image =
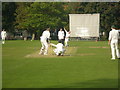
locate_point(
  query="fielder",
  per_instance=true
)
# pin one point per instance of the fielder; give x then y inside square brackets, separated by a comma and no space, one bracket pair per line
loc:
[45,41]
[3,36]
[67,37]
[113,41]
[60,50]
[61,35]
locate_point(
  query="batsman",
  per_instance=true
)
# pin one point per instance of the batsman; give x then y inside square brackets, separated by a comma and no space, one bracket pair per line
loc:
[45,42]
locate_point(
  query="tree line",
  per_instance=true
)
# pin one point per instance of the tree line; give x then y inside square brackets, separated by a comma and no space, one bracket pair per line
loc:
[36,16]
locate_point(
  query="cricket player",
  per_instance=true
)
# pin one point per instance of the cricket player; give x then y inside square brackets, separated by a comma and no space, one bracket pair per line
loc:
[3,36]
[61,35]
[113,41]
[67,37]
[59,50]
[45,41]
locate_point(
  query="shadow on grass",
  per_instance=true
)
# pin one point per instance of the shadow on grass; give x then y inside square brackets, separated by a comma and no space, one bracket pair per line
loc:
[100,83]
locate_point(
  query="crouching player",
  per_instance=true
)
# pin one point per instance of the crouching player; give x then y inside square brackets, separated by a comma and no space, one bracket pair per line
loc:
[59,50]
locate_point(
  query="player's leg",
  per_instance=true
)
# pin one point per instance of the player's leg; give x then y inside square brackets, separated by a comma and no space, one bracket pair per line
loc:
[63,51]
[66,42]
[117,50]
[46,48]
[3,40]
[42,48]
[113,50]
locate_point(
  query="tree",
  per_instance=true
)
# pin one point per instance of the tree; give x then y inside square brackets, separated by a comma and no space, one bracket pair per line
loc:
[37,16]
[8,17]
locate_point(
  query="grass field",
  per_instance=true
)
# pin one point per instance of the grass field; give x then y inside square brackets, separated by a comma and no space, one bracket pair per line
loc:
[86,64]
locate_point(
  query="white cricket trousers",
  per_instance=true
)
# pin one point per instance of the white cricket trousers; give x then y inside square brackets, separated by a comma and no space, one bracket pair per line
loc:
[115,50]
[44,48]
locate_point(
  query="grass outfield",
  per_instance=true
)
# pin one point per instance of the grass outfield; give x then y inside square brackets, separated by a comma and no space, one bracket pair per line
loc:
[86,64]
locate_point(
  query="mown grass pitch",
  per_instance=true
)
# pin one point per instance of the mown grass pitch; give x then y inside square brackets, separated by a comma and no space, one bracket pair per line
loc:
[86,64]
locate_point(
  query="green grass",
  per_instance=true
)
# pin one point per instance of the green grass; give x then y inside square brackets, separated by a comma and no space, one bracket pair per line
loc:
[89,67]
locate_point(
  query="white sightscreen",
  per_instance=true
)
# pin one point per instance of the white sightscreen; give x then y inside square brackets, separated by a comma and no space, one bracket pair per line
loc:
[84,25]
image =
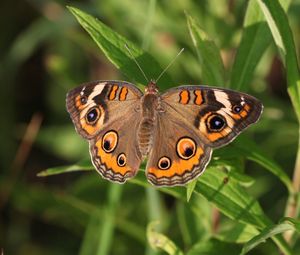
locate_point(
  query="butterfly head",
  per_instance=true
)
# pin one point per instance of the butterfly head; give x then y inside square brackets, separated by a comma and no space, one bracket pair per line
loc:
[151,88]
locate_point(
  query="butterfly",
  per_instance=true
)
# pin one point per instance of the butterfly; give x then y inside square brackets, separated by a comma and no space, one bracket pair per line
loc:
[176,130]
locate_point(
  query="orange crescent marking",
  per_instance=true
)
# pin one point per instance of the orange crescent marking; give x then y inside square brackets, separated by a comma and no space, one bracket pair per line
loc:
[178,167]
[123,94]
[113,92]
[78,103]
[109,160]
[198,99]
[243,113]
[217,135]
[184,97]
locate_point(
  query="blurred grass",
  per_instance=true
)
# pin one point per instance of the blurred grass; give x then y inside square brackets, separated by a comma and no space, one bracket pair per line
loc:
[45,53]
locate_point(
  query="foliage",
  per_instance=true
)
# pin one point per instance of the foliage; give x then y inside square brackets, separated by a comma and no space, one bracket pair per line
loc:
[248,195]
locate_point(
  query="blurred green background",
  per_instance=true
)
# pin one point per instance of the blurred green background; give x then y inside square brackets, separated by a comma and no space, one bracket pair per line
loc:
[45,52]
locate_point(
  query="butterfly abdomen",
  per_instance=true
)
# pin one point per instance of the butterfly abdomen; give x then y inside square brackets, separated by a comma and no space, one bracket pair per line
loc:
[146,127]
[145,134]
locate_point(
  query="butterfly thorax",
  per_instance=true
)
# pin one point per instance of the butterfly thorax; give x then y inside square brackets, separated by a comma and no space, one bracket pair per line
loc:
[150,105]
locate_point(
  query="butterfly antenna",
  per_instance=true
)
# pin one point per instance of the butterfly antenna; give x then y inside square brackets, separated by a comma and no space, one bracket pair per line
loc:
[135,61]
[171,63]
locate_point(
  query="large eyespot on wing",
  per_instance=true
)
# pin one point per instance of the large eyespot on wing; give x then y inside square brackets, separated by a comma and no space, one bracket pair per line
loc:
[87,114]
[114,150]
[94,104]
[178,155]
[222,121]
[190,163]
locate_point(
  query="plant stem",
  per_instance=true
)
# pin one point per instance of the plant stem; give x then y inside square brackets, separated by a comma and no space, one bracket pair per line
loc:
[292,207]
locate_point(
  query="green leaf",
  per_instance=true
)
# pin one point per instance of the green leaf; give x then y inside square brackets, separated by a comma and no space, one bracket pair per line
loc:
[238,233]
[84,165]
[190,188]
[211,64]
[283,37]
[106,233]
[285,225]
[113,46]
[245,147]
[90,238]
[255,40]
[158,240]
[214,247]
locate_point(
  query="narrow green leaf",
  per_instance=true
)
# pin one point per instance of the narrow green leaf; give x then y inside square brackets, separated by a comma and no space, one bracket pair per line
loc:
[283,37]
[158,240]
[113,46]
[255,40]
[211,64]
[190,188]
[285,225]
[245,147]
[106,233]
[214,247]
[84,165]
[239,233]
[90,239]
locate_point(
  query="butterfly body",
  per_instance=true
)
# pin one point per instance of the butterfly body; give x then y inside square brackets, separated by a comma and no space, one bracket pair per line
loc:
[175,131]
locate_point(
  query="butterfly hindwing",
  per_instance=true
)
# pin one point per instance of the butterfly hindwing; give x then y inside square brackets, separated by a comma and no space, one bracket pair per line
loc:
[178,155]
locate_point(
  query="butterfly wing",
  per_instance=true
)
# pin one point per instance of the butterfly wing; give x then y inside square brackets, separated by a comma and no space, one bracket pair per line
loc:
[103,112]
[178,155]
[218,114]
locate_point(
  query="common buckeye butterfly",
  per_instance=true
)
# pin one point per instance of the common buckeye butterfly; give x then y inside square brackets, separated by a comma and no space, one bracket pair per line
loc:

> TASK DIRECTIONS
Each record above should come back exactly the same, only without its pictures.

> FULL SOLUTION
image =
locate_point(
  query="fielder",
  per_instance=true
)
# pin one point per instance of the fielder; give x then y inside square brackets, separated by a comma and no space, one bracket pair per line
loc:
[45,41]
[3,36]
[67,37]
[113,41]
[60,50]
[61,35]
locate_point(
  query="batsman",
  per_instance=true
)
# pin one point per instance of the batsman; give x then y inside square brackets, separated by a comma and no space, one bracket pair per line
loc:
[45,42]
locate_point(
  query="tree line",
  per_instance=true
)
# pin one point per instance of the tree line; give x then y inside square brackets, separated by a comma and no space, one bracket pair per line
loc:
[36,16]
locate_point(
  query="cricket player",
  per_instance=true
)
# pin one point per instance of the cricket player; give x then y inside square brackets, separated by a comma and no space, one bracket pair per line
loc:
[3,36]
[61,35]
[113,41]
[67,37]
[59,50]
[45,41]
locate_point(
  query="shadow on grass",
  per_instance=true
)
# pin one point per instance of the shadow on grass; give x then y inside square brackets, separated by a comma and no space, one bracket pair per line
loc:
[100,83]
locate_point(
  query="crouching player",
  per_instance=true
)
# pin one point per instance of the crouching player; give x then y inside square brackets, separated by a comma and no space, one bracket pair per line
loc:
[59,50]
locate_point(
  query="player's leg",
  per_instance=true
)
# pin one point per instance of the player's leg; give x then y inside square brackets, separated by a comma and no space, one bracket pair per line
loc:
[63,51]
[66,42]
[117,50]
[46,48]
[3,40]
[42,48]
[113,50]
locate_point(
  query="tree",
  per_instance=true
)
# pin one point per instance of the tree; give x then y inside square brackets, separated by a comma and no space, one bracket pair per line
loc:
[37,16]
[8,17]
locate_point(
  query="grass field",
  per_instance=true
)
# pin one point per instance of the grass field; give x then y inside square brackets, separated by a comma and no space, one bracket pair per line
loc:
[86,64]
locate_point(
  query="white cricket trousers",
  per_instance=true
)
# pin one point per instance of the white cricket trousers; give x then y inside square brackets, separated by a comma and no space, one bracket pair per line
loc:
[115,50]
[44,48]
locate_point(
  query="grass outfield",
  per_instance=true
)
# pin one point per instance of the grass outfield; give x then y inside square brackets, separated by a comma and no space, one bracket pair per line
loc:
[86,64]
locate_point(
  query="mown grass pitch",
  per_instance=true
)
# pin one point per instance of the mown grass pitch; give x then y inside square brackets, separated by a comma and no space, one bracket pair per line
loc:
[86,64]
locate_point(
  query="green grass",
  per_instance=true
)
# pin one point per instance of the green grass; give x then y inside square brackets, separated by a comma and no space, one bracket pair per line
loc:
[89,67]
locate_point(
  query="white sightscreen",
  per_instance=true
)
# pin one point per instance of the white sightscreen; give x then y inside square brackets, separated by a comma and no space, one bracket pair per line
loc:
[84,25]
image =
locate_point(
  query="butterfly head",
  per_instance=true
)
# pin one point per instance of the butterfly head; give x then y inside square brackets, separated by a comma and no space, one bracket pair per line
loc:
[151,88]
locate_point(
  query="butterfly",
  per_instance=true
)
# pin one point per instance of the butterfly; give x then y inside square brackets, separated by a comma and no space, one bracket pair per line
loc:
[176,130]
locate_point(
  query="orange crescent marking",
  per_instance=true
)
# pin one point per instance of the orange crescent marking; give x then y inside square brackets, separated by a comma and no space, one bracket pair per line
loc:
[178,167]
[123,94]
[113,92]
[78,103]
[109,160]
[198,99]
[243,113]
[217,135]
[184,97]
locate_point(
  query="blurred grass",
  per_instance=true
)
# pin one point per instance of the blurred grass; give x then y inside square brackets, separated by a comma and no space, one bracket pair per line
loc:
[45,53]
locate_point(
  query="foliage",
  per_instance=true
)
# pin one point per instance of the foliage; give x then y inside square brackets, separated by a comma and no space, one bracket pair per line
loc:
[248,195]
locate_point(
  query="blurred green background",
  per_instance=true
)
# pin one point per instance of the blurred green background; give x then y inside square brackets, separated by a comma and no space, one bracket pair per line
loc:
[45,52]
locate_point(
  query="butterfly abdomen",
  per_instance=true
)
# pin one point per instance of the butterfly abdomen; give x then y inside square brackets, separated by a comma and no space, one bracket pair per line
loc:
[146,127]
[145,134]
locate_point(
  query="butterfly thorax",
  per_instance=true
)
# pin one point per instance of the butterfly thorax; give x then y inside square brackets, separated by a comma and no space, one bracket pair per line
loc:
[150,105]
locate_point(
  query="butterfly antenna",
  per_instance=true
)
# pin one point per instance of the butterfly antenna; give x then y inside square brackets, separated by a comma and no space, one bracket pair per line
loc:
[135,61]
[171,63]
locate_point(
  query="large eyespot on wing",
  per_instance=true
)
# pin one point per instance of the large eyespot on wing; give x then y inside square brackets, separated by a comma and no space, one bracket pair per line
loc:
[87,114]
[114,150]
[94,104]
[178,155]
[222,121]
[190,163]
locate_point(
  query="plant stem",
  per_instance=true
)
# pin one point per instance of the plant stem; give x then y inside square brackets, separated by a comma and no space, one bracket pair per line
loc:
[292,207]
locate_point(
  query="green leaf",
  per_instance=true
)
# pin one point per instance of the green leaf; give x then y inside square brackets, separated by a comma and no space, one bracket pair per line
loc:
[238,233]
[84,165]
[190,188]
[211,64]
[283,37]
[106,233]
[285,225]
[113,46]
[245,147]
[90,238]
[255,40]
[158,240]
[214,247]
locate_point(
  query="narrow green leaf",
  per_instance=true
)
# pin one point per instance of the narrow green leaf; give x then y inside square brackets, separated by a comma and no space, one bracket pair per line
loc:
[283,37]
[158,240]
[113,46]
[255,40]
[211,64]
[190,188]
[285,225]
[245,147]
[106,233]
[214,247]
[84,165]
[239,233]
[90,239]
locate_point(
  query="butterfly body",
  per_instance=true
)
# pin one point per instance of the butterfly body; give x then y inside square brackets, separated by a comma and no space, one bracket pair per line
loc:
[175,131]
locate_point(
  query="butterfly hindwing",
  per_instance=true
)
# pin one point per instance of the butterfly hindwing; give x then y inside square brackets, separated by a comma and no space, one bracket pair per line
loc:
[178,155]
locate_point(
  query="butterfly wing",
  per_instance=true
)
# pin one point per instance of the butterfly wing; give x then y inside square brackets, separated by a comma and no space, one bracket pair per line
loc:
[103,112]
[178,155]
[218,114]
locate_point(
  query="common buckeye butterfly",
  per_instance=true
)
# pin one point per instance of the common buckeye butterfly; give x then y inside square brackets, separated by a comma and no space, one bracket pair per line
loc:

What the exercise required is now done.